Finding a closed formula for $1\cdot2\cdot3\cdots k +\dots + n(n+1)(n+2)\cdots(k+n-1)$

Considering the following formulae:

(i) $1+2+3+..+n = n(n+1)/2$

(ii) $1\cdot2+2\cdot3+3\cdot4+…+n(n+1) = n(n+1)(n+2)/3$

(iii) $1\cdot2\cdot3+2\cdot3\cdot4+…+n(n+1)(n+2) = n(n+1)(n+2)(n+3)/4$

Find and prove a ‘closed formula’ for the sum

$1\cdot2\cdot3\cdot…\cdot k + 2\cdot3\cdot4\cdot…\cdot(k+1) + … + n(n+1)(n+2)\cdot…\cdot (k+n-1)$

generalizing the formulae above.

I have attempted to ‘put’ the first 3 formulae together but I am getting nowhere and wondered where to even start to finding a closed formula.

Solutions Collecting From Web of "Finding a closed formula for $1\cdot2\cdot3\cdots k +\dots + n(n+1)(n+2)\cdots(k+n-1)$"

The pattern looks pretty clear: you have

\begin{align*} &\sum_{i=1}^ni=\frac12n(n+1)\\ &\sum_{i=1}^ni(i+1)=\frac13n(n+1)(n+2)\\ &\sum_{i=1}^ni(i+1)(i+2)=\frac14n(n+1)(n+2)(n+3)\;, \end{align*}\tag{1}

where the righthand sides are closed formulas for the lefthand sides. Now you want

$$\sum_{i=1}^ni(i+1)(i+2)\dots(i+k-1)\;;$$

what’s the obvious extension of the pattern of $(1)$? Once you write it down, the proof will be by induction on $n$.

Added: The general result, of which the three in $(1)$ are special cases, is $$\sum_{i=1}^ni(i+1)(i+2)\dots(i+k-1)=\frac1{k+1}n(n+1)(n+2)\dots(n+k)\;.\tag{2}$$ For $n=1$ this is $$k!=\frac1{k+1}(k+1)!\;,$$ which is certainly true. Now suppose that $(2)$ holds. Then

\begin{align*}\sum_{i=1}^{n+1}i(i+1)&(i+2)\dots(i+k-1)\\ &\overset{(1)}=(n+1)(n+2)\dots(n+k)+\sum_{i=1}^ni(i+1)(i+2)\dots(i+k-1)\\ &\overset{(2)}=(n+1)(n+2)\dots(n+k)+\frac1{k+1}n(n+1)(n+2)\dots(n+k)\\ &\overset{(3)}=\left(1+\frac{n}{k+1}\right)(n+1)(n+2)\dots(n+k)\\ &=\frac{n+k+1}{k+1}(n+1)(n+2)\dots(n+k)\\ &=\frac1{k+1}(n+1)(n+2)\dots(n+k)(n+k+1)\;, \end{align*}

exactly what we wanted, giving us the induction step. Here $(1)$ is just separating the last term of the summation from the first $n$, $(2)$ is applying the induction hypothesis, $(3)$ is pulling out the common factor of $(n+1)(n+2)\dots(n+k)$, and the rest is just algebra.

### WHAT YOU SHOULD DO:
Transcribe the passage of the thread on summing consecutive products, starting with "where the righthand" and going on through "induction on $n$.".

Stored items:
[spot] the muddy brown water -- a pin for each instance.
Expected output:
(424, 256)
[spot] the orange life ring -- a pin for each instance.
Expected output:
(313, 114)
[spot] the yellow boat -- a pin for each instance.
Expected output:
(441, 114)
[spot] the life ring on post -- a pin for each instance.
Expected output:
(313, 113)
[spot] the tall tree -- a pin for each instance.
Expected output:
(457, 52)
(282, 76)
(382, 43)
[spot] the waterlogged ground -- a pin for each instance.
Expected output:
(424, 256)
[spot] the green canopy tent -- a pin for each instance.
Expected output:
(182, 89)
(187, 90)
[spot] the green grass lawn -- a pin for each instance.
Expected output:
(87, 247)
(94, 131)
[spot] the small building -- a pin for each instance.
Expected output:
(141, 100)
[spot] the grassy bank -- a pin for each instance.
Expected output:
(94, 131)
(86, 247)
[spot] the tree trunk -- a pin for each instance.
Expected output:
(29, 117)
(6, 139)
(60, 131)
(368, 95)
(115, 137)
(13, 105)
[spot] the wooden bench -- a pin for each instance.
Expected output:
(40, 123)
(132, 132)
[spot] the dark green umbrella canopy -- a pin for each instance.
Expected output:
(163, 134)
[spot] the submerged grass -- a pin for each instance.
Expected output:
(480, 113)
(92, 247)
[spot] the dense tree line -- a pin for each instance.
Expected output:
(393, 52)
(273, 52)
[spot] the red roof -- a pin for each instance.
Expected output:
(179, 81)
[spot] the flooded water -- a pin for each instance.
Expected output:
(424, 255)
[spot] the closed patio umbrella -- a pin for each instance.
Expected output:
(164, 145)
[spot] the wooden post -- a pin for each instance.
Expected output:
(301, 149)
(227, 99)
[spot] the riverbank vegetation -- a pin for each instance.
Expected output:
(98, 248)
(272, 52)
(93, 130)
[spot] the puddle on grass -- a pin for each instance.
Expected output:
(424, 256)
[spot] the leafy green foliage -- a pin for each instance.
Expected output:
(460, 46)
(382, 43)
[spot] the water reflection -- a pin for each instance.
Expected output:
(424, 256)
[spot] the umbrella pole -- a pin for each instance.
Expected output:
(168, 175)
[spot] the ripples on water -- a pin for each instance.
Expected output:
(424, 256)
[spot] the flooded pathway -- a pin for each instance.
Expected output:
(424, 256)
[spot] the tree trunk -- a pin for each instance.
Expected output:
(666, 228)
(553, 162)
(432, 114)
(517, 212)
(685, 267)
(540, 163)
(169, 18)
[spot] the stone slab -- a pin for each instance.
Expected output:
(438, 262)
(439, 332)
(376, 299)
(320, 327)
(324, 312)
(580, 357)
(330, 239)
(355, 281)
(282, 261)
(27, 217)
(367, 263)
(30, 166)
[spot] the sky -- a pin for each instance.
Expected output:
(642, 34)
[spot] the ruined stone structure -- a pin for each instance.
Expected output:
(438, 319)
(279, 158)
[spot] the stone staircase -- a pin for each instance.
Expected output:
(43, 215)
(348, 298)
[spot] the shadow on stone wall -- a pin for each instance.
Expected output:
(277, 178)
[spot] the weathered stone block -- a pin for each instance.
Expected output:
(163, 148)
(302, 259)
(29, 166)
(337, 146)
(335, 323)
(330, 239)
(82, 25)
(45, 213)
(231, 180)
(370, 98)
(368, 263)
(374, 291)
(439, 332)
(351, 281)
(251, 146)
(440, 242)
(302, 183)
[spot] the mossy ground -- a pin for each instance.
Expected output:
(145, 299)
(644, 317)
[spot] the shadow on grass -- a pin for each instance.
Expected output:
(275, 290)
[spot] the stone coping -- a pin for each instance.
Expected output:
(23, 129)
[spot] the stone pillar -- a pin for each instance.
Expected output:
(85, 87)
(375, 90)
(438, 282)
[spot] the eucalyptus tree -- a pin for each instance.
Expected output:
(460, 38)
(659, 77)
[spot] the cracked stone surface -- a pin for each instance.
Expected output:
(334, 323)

--

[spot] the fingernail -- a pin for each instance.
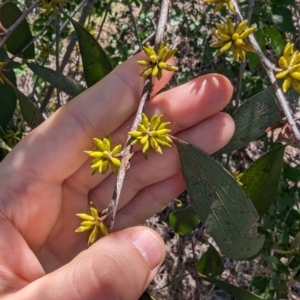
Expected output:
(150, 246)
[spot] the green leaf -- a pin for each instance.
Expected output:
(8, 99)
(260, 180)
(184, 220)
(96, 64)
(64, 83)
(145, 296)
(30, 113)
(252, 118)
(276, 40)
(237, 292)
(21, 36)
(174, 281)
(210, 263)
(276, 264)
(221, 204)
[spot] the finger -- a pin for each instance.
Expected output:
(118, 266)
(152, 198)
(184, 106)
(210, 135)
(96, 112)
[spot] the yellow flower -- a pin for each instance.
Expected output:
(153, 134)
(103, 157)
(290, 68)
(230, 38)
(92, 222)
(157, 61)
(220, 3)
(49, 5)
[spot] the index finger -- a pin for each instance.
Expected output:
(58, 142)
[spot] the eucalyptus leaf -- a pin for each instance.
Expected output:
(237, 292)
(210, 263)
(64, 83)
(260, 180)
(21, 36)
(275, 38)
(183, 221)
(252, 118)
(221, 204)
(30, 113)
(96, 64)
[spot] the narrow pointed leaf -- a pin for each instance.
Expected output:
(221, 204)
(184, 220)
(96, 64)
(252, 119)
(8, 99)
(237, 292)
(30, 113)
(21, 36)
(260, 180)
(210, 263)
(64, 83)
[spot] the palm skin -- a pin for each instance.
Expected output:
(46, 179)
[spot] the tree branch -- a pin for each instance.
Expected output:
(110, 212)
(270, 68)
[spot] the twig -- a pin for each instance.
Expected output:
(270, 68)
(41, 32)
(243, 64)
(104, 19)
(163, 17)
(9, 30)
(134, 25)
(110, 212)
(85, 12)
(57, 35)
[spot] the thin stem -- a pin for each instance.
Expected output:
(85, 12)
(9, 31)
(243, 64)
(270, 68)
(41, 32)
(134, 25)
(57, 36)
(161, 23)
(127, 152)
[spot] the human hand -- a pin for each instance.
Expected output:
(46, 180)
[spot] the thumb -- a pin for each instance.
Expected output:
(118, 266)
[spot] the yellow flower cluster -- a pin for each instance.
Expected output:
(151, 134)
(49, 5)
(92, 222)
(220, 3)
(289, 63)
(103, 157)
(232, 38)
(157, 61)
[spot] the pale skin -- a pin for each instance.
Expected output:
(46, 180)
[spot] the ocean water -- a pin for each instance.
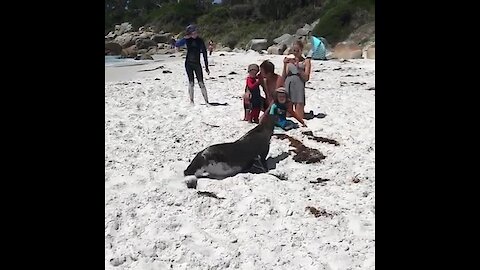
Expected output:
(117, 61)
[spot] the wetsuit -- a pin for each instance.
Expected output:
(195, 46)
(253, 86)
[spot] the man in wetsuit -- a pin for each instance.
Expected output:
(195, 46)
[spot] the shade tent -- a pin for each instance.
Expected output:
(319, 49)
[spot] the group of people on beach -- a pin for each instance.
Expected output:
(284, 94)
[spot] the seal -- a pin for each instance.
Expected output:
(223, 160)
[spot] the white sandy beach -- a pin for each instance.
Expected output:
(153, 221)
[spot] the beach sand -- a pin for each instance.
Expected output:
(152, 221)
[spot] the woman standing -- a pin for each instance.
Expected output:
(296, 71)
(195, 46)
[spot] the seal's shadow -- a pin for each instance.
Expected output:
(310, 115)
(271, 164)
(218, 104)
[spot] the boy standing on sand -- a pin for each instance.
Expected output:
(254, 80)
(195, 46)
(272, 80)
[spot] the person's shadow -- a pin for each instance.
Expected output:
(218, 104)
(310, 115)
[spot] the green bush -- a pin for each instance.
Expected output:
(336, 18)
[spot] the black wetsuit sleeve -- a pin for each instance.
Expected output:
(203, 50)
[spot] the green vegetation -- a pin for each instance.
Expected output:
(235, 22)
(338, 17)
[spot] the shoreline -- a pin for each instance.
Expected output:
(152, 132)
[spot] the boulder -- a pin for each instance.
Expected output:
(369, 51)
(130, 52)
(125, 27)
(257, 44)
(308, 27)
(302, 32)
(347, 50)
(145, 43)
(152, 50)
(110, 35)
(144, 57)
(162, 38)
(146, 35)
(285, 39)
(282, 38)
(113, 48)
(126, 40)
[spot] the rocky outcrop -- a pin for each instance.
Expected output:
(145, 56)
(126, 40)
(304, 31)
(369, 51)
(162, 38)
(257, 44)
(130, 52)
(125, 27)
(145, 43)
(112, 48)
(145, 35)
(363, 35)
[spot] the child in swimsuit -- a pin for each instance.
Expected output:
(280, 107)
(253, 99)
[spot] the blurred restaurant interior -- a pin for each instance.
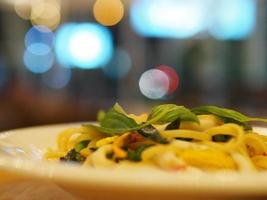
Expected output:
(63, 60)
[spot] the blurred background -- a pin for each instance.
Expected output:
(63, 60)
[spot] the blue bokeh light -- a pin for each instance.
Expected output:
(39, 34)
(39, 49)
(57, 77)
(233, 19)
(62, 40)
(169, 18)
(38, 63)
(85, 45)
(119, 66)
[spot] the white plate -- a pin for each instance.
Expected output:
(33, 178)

* * *

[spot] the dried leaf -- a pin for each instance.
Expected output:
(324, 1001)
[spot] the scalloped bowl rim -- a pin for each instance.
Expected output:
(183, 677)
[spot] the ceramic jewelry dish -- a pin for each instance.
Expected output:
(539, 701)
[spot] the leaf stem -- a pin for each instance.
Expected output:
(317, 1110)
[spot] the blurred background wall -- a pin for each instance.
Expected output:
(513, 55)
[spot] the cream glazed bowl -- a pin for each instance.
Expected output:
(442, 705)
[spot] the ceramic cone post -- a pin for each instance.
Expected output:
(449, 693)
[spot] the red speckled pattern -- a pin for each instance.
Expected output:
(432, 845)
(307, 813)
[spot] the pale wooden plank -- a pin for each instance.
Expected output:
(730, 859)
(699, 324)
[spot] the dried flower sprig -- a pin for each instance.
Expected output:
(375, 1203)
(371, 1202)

### ANSWER BELOW:
where the righthand sides are closed formulas for the lefthand sides. Now you want

$$\sum_{i=1}^ni(i+1)(i+2)\dots(i+k-1)\;;$$

what’s the obvious extension of the pattern of $(1)$? Once you write it down, the proof will be by induction on $n$.